INFORMATION SUPPLIED ->
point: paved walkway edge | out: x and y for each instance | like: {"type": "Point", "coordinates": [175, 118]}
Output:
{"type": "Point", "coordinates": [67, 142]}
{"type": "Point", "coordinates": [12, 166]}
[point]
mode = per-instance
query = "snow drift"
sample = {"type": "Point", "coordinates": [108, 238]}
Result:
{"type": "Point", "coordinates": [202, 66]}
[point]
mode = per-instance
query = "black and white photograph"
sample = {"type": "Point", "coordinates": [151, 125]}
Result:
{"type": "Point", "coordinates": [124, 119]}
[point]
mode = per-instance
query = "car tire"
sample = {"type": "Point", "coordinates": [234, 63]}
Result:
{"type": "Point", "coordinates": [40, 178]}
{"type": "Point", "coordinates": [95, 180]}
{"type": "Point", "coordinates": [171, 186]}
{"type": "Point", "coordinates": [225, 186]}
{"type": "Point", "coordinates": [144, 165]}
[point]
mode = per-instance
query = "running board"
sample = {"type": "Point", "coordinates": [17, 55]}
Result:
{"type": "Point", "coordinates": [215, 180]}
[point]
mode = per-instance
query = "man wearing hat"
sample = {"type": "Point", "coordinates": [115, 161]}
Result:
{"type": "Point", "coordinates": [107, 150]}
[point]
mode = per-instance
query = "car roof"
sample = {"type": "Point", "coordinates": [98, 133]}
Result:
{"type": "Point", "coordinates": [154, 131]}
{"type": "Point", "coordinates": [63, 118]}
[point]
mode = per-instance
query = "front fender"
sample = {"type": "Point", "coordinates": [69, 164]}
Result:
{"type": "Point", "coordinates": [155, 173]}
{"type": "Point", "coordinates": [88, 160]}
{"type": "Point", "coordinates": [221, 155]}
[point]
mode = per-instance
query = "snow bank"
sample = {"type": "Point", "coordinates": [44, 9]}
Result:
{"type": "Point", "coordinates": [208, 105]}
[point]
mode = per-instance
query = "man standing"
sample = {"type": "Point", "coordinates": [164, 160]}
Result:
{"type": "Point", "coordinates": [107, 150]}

TASK STATEMENT ->
Only a number is wanted here: how many lines of the data hold the string "sample".

OUTPUT ->
9